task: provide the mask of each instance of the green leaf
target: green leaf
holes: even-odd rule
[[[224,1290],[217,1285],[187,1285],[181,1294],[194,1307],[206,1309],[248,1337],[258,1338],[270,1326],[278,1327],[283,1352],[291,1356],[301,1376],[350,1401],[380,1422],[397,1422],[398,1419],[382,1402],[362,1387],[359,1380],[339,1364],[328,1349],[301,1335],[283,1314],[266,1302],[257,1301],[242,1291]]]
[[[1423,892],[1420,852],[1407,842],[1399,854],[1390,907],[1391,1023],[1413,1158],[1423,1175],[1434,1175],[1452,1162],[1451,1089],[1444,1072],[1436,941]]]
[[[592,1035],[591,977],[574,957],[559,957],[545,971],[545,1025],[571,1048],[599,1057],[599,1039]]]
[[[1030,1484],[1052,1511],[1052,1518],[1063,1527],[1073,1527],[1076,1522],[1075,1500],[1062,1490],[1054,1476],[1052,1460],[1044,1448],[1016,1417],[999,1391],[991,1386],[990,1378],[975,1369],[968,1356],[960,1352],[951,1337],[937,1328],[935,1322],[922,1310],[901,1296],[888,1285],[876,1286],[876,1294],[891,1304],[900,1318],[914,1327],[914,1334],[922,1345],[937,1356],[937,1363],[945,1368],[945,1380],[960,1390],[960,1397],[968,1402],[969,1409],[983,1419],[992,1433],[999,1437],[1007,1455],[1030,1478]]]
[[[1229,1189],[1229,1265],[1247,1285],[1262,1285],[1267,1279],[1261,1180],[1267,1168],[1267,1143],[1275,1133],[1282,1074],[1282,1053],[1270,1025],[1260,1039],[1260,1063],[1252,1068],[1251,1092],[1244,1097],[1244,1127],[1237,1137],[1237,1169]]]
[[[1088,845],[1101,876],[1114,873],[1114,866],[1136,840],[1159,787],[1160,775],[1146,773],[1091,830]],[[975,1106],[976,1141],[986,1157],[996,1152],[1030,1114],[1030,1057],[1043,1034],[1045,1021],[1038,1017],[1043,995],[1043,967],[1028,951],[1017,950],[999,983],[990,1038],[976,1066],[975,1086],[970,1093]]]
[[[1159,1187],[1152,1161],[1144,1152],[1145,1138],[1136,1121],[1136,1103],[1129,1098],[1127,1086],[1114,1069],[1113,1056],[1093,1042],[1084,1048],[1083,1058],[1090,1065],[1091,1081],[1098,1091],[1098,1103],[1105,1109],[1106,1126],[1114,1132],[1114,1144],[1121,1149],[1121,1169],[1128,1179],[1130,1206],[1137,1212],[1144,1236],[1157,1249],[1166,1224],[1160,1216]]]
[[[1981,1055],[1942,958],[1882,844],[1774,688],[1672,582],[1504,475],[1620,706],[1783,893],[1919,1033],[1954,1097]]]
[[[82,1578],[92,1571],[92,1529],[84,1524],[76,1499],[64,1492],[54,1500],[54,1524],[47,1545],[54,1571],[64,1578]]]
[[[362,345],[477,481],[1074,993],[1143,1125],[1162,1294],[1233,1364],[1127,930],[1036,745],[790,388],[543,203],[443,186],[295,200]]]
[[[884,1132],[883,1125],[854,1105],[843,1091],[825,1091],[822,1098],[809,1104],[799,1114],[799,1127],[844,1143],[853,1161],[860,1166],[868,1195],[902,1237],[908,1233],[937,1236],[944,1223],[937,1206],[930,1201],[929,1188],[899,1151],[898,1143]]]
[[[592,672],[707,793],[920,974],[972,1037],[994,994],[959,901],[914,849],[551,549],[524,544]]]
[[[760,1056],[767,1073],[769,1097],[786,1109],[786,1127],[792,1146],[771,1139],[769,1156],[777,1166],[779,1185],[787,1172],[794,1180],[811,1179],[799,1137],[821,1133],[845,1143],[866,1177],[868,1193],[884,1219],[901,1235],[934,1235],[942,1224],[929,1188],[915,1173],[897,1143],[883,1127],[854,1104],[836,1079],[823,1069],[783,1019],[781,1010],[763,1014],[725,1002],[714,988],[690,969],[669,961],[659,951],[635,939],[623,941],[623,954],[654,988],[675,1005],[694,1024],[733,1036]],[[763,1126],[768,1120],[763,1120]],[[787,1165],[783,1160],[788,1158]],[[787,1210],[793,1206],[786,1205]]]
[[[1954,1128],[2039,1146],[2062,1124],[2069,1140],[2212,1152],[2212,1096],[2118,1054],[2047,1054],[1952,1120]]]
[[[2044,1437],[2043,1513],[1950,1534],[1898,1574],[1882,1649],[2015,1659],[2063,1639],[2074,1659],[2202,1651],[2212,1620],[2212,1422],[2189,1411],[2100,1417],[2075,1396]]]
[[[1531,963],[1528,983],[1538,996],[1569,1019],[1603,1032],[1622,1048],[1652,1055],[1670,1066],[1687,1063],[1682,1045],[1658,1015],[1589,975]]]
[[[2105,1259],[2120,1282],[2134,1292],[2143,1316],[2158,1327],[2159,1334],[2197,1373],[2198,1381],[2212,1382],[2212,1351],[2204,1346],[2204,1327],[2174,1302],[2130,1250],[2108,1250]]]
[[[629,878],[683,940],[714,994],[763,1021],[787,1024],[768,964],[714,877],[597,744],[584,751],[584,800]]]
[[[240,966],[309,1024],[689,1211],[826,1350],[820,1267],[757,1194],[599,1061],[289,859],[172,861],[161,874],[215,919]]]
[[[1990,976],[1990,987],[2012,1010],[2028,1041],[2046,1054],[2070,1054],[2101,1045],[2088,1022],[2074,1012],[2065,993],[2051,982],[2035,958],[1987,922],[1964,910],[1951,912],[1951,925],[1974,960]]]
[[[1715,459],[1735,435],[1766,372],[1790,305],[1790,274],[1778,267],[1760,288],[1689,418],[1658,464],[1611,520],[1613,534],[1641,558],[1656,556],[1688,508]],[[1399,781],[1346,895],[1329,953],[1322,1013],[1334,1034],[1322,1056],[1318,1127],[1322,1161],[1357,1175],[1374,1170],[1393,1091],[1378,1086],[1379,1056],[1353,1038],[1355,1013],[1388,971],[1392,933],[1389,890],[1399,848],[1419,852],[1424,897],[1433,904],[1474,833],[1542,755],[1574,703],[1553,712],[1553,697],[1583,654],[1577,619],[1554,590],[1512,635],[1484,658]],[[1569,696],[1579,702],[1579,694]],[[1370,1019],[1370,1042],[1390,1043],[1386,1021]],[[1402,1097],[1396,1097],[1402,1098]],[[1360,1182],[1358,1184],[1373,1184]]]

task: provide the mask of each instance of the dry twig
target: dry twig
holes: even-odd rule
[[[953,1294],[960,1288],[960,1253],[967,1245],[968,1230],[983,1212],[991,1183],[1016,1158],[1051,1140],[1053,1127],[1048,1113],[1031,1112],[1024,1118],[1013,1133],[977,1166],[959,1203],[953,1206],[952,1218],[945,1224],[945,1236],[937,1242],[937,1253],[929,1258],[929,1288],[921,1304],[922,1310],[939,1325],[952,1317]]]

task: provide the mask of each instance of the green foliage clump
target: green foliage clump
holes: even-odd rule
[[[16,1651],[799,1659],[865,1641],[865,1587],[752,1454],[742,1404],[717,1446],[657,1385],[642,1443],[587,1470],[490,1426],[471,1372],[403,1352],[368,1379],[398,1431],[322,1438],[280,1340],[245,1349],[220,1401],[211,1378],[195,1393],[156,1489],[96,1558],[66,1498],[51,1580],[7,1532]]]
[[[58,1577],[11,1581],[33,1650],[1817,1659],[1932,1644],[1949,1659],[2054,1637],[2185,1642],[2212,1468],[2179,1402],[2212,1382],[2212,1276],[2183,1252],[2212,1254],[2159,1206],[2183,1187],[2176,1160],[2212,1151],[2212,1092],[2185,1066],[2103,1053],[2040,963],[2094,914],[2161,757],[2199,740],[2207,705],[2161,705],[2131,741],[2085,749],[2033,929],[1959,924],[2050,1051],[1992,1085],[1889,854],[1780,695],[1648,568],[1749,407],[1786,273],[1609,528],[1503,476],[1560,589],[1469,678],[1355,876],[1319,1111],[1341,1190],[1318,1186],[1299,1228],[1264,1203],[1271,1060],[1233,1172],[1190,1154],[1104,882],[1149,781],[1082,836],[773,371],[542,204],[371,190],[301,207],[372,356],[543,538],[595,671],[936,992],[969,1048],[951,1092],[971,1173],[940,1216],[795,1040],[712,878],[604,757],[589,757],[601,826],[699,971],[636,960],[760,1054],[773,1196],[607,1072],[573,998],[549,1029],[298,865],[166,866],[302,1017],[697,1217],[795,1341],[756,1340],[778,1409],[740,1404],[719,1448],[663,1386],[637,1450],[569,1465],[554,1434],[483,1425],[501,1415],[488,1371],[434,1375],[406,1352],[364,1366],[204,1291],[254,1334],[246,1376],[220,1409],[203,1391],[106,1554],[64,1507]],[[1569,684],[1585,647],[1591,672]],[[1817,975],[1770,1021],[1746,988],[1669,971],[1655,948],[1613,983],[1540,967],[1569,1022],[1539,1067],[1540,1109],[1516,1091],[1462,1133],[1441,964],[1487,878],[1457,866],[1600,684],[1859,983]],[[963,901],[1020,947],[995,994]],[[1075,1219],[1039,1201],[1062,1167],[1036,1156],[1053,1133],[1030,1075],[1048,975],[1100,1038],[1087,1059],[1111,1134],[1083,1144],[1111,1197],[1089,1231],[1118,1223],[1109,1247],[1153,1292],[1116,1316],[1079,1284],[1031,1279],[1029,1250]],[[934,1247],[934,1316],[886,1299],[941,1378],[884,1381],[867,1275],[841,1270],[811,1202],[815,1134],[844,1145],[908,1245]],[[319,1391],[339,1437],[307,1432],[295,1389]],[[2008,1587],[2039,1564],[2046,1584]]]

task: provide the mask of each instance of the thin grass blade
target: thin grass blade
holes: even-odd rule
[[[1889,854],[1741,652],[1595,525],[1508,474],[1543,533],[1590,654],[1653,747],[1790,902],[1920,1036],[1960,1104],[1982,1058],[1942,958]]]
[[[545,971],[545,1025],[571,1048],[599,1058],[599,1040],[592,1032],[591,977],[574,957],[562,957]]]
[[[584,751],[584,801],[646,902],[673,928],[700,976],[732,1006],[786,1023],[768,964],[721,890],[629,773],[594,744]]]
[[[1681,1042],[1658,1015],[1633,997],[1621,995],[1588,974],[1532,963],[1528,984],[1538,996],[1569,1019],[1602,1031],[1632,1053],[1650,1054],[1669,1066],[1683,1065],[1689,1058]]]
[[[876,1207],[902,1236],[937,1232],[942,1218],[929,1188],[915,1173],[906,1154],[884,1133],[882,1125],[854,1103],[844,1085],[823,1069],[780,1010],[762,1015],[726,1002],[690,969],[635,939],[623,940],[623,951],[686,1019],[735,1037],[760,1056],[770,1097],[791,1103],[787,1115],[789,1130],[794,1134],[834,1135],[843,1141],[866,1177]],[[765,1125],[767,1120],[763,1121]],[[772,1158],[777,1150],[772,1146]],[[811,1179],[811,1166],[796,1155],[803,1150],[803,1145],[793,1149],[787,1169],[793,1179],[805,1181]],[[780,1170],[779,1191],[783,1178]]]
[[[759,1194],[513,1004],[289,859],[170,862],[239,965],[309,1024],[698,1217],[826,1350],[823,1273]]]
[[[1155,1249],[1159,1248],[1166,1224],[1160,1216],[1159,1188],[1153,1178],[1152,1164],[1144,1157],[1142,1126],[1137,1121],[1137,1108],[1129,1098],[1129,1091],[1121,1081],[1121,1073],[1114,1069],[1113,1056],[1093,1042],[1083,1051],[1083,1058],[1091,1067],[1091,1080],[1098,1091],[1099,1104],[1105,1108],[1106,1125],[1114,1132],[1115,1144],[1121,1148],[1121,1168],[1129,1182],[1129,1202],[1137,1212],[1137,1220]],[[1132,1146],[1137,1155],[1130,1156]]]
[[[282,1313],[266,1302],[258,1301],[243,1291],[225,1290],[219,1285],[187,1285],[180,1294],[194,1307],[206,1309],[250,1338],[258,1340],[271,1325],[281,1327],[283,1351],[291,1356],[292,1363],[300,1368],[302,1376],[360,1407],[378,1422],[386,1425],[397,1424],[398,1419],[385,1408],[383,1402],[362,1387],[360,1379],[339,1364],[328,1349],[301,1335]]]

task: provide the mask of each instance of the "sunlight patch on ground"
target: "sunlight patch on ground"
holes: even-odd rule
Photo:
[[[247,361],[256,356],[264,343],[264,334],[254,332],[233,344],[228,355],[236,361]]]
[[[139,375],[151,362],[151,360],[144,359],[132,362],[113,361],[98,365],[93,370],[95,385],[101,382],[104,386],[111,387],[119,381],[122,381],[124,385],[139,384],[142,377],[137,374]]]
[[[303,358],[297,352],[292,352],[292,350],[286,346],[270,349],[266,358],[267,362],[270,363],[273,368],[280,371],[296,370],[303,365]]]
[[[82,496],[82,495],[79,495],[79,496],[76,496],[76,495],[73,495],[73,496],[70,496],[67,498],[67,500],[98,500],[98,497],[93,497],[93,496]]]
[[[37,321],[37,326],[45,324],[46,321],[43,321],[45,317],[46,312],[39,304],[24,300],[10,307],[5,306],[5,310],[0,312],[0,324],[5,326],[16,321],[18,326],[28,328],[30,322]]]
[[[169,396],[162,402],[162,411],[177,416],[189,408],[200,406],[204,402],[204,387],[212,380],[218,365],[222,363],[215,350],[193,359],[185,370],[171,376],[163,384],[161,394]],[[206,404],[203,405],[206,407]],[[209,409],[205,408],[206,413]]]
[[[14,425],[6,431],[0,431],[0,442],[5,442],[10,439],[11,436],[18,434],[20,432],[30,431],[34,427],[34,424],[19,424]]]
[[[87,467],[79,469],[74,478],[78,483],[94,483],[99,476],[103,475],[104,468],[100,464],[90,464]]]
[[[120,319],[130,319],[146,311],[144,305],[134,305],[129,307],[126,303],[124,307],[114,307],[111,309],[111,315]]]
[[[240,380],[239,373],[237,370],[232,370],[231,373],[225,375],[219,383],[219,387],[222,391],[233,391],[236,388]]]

* **EXERCISE BRIEF**:
Gather up the lines containing the word "provide" from these records and copy them.

* **THE COMPLETED TASK**:
task: provide the mask of each instance of the green leaf
task: provide the mask of each instance of the dry twig
task: provide the mask of each instance of the green foliage clump
task: provide the mask of each instance of the thin grass blade
task: provide the mask of each instance of the "sunlight patch on ground"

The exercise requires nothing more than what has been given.